> **Exercise goal**
The count of lines with the string "skyscraper" in the material is all that should be returned.
═══ Provided entries ═══
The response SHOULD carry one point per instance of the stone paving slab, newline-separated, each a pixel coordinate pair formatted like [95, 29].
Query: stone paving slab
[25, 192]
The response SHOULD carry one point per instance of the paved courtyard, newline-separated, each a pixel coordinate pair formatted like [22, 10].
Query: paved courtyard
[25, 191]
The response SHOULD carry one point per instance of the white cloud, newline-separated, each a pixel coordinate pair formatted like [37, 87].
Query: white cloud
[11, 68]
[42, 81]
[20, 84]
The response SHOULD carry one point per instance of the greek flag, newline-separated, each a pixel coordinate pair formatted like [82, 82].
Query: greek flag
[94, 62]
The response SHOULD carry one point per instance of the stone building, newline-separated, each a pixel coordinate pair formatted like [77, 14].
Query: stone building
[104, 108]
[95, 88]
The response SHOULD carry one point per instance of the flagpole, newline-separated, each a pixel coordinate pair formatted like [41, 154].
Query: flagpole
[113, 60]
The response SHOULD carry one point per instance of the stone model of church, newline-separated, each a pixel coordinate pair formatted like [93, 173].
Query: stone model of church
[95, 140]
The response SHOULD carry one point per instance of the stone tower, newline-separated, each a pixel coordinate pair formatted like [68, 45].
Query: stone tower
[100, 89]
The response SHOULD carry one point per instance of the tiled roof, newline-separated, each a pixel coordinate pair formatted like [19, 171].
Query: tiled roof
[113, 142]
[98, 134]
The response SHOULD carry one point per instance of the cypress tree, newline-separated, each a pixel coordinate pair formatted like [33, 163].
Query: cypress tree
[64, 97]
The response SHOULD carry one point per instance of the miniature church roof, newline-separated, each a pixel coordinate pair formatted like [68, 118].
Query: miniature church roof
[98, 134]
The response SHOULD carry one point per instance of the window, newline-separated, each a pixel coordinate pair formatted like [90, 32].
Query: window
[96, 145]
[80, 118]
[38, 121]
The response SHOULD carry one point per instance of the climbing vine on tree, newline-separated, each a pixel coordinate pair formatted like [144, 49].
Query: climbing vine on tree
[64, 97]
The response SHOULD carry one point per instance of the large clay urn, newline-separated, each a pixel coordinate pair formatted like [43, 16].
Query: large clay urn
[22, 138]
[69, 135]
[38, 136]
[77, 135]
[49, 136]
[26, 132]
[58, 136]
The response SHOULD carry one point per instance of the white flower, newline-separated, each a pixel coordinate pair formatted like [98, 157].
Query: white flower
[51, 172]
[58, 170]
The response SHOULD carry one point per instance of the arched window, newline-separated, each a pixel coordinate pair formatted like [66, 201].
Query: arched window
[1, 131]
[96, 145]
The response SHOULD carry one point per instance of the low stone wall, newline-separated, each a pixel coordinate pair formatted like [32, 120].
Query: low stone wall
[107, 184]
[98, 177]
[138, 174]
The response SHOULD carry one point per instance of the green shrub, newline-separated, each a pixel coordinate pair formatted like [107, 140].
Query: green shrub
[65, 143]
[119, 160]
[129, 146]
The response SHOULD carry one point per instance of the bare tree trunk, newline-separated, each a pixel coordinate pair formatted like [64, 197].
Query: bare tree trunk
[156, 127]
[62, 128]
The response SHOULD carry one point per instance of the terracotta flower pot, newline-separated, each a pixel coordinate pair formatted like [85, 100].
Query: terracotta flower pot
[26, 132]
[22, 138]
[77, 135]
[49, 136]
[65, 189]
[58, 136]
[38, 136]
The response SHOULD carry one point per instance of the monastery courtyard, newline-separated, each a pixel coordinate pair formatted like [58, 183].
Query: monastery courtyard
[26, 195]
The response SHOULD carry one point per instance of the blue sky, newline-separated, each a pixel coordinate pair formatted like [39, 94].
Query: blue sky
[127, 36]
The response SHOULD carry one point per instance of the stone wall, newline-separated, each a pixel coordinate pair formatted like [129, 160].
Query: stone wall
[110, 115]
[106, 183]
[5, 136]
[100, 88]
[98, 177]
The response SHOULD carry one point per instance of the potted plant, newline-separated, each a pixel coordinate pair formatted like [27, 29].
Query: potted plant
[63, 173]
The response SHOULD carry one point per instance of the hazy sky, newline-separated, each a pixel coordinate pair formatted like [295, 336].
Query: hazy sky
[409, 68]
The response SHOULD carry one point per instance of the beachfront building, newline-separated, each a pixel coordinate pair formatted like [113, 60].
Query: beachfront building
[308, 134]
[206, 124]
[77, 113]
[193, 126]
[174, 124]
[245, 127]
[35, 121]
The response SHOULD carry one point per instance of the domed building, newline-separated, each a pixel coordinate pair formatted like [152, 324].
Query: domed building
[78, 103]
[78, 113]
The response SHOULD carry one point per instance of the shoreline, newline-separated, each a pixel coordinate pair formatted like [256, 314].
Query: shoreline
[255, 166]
═══
═══ Provided entries ═══
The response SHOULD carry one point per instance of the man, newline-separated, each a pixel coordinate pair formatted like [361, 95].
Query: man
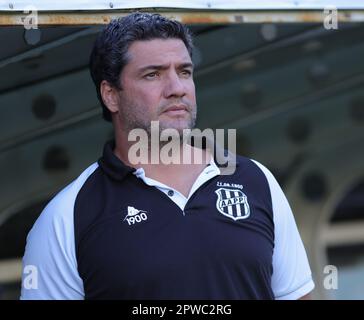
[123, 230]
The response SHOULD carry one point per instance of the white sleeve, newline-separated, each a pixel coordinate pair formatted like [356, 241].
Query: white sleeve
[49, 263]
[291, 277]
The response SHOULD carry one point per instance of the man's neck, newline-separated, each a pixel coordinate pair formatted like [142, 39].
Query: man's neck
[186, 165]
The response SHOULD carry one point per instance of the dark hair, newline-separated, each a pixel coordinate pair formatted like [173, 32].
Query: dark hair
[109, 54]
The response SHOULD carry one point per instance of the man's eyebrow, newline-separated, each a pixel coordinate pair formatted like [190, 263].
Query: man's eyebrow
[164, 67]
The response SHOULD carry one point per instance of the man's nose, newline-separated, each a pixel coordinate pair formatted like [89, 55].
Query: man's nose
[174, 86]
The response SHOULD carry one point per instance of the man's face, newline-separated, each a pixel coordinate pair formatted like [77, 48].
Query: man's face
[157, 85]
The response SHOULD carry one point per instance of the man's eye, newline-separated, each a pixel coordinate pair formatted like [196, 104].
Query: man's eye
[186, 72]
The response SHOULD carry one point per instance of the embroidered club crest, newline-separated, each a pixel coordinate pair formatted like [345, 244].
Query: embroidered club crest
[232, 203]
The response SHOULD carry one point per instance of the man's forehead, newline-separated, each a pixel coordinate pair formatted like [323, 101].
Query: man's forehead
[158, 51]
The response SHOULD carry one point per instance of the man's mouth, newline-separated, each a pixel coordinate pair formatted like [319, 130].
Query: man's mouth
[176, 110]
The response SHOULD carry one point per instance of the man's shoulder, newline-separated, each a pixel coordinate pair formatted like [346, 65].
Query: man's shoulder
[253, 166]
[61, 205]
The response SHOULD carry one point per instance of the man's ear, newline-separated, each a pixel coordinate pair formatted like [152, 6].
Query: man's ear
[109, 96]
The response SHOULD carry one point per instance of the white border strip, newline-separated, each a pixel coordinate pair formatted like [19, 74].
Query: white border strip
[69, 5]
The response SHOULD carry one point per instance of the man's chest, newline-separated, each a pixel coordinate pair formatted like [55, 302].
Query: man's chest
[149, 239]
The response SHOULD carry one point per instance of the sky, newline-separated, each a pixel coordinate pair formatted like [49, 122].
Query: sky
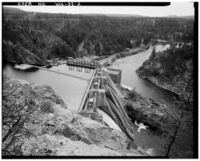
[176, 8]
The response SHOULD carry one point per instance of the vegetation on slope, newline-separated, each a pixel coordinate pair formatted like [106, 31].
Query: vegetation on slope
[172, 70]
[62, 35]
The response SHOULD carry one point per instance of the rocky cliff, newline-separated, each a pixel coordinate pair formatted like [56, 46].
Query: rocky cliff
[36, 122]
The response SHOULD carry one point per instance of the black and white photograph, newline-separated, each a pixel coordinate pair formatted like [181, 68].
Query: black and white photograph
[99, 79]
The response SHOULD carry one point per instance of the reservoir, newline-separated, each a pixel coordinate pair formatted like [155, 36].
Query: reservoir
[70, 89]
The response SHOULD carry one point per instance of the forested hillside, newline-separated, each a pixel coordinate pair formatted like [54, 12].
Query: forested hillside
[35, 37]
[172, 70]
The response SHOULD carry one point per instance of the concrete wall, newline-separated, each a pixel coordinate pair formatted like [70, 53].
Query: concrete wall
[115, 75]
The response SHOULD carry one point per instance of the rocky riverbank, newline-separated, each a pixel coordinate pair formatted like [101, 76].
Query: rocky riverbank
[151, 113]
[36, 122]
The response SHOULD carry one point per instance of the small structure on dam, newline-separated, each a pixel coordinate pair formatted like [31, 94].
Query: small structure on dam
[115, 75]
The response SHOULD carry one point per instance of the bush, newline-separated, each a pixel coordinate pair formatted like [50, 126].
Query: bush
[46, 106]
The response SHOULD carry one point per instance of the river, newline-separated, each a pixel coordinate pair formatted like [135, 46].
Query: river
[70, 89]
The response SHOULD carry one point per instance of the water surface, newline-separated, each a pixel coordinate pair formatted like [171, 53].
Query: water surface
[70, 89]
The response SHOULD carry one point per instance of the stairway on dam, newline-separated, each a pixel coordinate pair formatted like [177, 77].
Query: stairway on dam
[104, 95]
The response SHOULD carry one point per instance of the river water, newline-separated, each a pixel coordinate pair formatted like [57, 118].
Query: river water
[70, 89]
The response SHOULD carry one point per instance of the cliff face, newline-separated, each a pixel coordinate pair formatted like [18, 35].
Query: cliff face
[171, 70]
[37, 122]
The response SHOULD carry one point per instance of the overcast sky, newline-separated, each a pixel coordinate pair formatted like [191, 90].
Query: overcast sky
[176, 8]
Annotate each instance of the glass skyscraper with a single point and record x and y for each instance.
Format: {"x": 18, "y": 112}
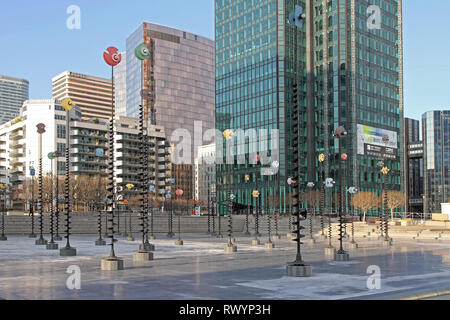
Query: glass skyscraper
═══
> **Task output**
2